§ Objective: Copy out the rows below, swapping each "coordinate pair" for "x-y pair" and leaving everything else untouched.

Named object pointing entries

++++++++

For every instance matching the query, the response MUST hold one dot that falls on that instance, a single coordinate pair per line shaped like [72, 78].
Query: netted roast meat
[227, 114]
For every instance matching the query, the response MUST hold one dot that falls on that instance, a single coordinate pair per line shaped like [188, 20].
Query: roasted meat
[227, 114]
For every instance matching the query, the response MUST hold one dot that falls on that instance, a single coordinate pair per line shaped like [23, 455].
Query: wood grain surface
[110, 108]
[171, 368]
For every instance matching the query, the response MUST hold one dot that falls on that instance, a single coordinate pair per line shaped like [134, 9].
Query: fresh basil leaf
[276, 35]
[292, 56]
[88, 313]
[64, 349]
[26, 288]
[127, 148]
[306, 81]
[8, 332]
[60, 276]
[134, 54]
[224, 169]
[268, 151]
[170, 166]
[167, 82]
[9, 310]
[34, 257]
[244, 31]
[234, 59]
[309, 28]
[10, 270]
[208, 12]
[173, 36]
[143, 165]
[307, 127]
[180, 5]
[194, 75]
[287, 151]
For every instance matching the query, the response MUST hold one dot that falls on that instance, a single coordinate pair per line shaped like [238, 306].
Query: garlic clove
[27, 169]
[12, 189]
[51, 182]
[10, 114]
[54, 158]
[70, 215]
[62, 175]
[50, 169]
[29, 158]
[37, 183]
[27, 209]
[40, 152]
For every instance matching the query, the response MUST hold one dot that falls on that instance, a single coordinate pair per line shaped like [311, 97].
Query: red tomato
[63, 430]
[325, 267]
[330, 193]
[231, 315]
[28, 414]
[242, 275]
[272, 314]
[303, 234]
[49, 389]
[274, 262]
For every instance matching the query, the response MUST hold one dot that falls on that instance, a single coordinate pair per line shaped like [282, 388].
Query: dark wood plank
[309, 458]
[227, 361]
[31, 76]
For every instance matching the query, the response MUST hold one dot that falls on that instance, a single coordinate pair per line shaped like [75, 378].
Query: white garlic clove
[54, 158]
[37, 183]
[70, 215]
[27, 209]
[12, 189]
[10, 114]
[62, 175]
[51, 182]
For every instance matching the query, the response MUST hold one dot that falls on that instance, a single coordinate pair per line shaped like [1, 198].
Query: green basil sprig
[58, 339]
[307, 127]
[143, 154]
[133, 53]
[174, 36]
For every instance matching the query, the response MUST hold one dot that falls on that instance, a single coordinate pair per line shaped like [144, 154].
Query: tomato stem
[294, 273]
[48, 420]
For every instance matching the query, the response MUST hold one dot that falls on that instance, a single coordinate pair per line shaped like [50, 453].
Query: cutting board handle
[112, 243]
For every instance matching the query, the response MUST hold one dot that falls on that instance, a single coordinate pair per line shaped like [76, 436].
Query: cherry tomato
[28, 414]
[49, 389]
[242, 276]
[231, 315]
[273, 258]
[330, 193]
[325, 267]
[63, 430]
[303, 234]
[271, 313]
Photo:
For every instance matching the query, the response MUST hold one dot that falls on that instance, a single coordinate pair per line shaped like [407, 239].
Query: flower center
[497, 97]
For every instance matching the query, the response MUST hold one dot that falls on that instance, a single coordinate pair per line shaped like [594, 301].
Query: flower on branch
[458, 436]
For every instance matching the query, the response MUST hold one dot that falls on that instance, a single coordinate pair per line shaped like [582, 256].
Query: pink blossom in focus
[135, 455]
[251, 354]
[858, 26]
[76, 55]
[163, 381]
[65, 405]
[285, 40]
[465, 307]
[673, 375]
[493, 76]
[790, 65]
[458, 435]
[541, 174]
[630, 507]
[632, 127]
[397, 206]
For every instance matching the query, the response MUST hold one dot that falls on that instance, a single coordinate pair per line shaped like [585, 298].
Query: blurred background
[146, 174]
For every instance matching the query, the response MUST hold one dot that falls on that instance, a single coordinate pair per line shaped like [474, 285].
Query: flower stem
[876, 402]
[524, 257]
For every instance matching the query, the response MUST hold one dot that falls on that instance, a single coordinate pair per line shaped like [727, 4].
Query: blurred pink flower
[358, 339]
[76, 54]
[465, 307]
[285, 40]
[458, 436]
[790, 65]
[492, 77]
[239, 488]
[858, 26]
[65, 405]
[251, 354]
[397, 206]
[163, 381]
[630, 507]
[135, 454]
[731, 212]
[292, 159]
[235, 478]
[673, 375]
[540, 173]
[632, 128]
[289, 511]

++++++++

§ Answer to the exercise:
For every instance matching the query, the response MUST hold one dot that falls on that instance, a single x-y pair per line shaped like [72, 78].
Query: netted roast meat
[227, 114]
For every instance matching the query, the response MUST hold one dot that falls on that instance, a single x-y pair per line shaped like [188, 20].
Query: roasted meat
[227, 114]
For every instance matching the query, the response MUST hold one dot that falls on that instance, a single x-y pair per line shaped like [23, 455].
Query: wood grain surface
[110, 108]
[171, 368]
For every instance matching the query, the response MUST hold one dot that falls on that instance, a single x-y pair per line shaped like [134, 9].
Query: fresh basil leaf
[276, 35]
[292, 56]
[88, 313]
[64, 349]
[26, 288]
[127, 148]
[306, 81]
[8, 332]
[60, 276]
[134, 54]
[224, 169]
[268, 151]
[170, 166]
[167, 82]
[9, 310]
[34, 257]
[244, 31]
[234, 59]
[309, 28]
[10, 270]
[208, 12]
[173, 36]
[143, 165]
[307, 127]
[180, 5]
[194, 75]
[287, 151]
For every instance matching the query, the response MUST hold one dot that falls on that instance, a single x-y pair per line shaped like [238, 306].
Query: garlic clove
[27, 169]
[12, 189]
[51, 182]
[10, 114]
[54, 158]
[70, 215]
[62, 175]
[50, 169]
[29, 158]
[37, 183]
[27, 209]
[40, 152]
For every instance matching the query, the response MUST hold one dot that falls on that instance, a single x-y pair per line shaped like [311, 97].
Query: red tomato
[63, 430]
[325, 267]
[330, 193]
[231, 315]
[28, 414]
[242, 275]
[272, 314]
[303, 234]
[49, 389]
[274, 262]
For every instance matching the query, the response MUST hold one dot that falls on that instance, a single x-y pair per line shaped like [282, 388].
Query: dark wood plank
[309, 458]
[227, 361]
[31, 76]
For every instance matching the query, the response MUST hold one dot that falls on that instance, a single x-y pair per line shaped like [75, 378].
Query: white garlic clove
[54, 158]
[37, 183]
[70, 215]
[27, 209]
[12, 189]
[10, 114]
[62, 175]
[51, 182]
For every instance matching the query, the response MUST hold one dot that falls on that instance, a single x-y pair per line shaped like [1, 198].
Query: green basil sprig
[58, 339]
[307, 127]
[143, 154]
[133, 53]
[174, 36]
For every instance matching the query, the response MUST hold one dot that falls on that instance, a single x-y pair per line shaped like [144, 154].
Query: tomato stem
[294, 273]
[48, 420]
For every instance matching the query, the response MUST hold one dot that falls on that instance, a single x-y pair per line shaped like [50, 453].
Query: cutting board handle
[112, 243]
For every instance matching the query, the response MUST hold one dot that falls on that instance, a single x-y pair per line shaped like [76, 436].
Query: cherry tomato
[28, 414]
[49, 389]
[242, 276]
[231, 315]
[273, 258]
[330, 193]
[325, 267]
[63, 430]
[303, 234]
[271, 313]
Photo:
For every instance matching the query, the response MUST hold one dot that falls on that instance, a single x-y pair per line shaped like [407, 239].
Query: flower center
[497, 97]
For every instance matching the query, the response MUST hold one dot that falls on that instance, a single x-y pair per line shaped like [594, 301].
Query: flower on branch
[458, 436]
For every instance matching the query, the response MUST hold one dot that falls on that instance, a single x-y pair per line shaped like [582, 256].
Query: pink blossom in focus
[135, 455]
[251, 354]
[858, 26]
[76, 55]
[163, 381]
[65, 405]
[285, 40]
[465, 307]
[673, 375]
[493, 76]
[790, 65]
[458, 435]
[541, 174]
[630, 507]
[632, 127]
[397, 206]
For every instance matching the query, the response MUST hold one dot that falls on that instance, a single x-y pair per line shaped like [585, 298].
Query: blurred background
[146, 174]
For every instance matching the query, the response MUST hold one dot that falls on that instance, a single x-y pair per line shaped like [474, 285].
Query: flower stem
[876, 402]
[524, 257]
For every instance matching the query, the response MUST hold one dot that falls on that instance, a single x-y pair per line shaped like [727, 4].
Query: blurred pink flower
[358, 339]
[76, 54]
[465, 307]
[285, 40]
[458, 436]
[790, 65]
[492, 77]
[239, 488]
[858, 26]
[65, 405]
[251, 354]
[397, 206]
[163, 381]
[630, 507]
[135, 454]
[731, 212]
[292, 159]
[235, 478]
[673, 375]
[540, 173]
[632, 128]
[289, 511]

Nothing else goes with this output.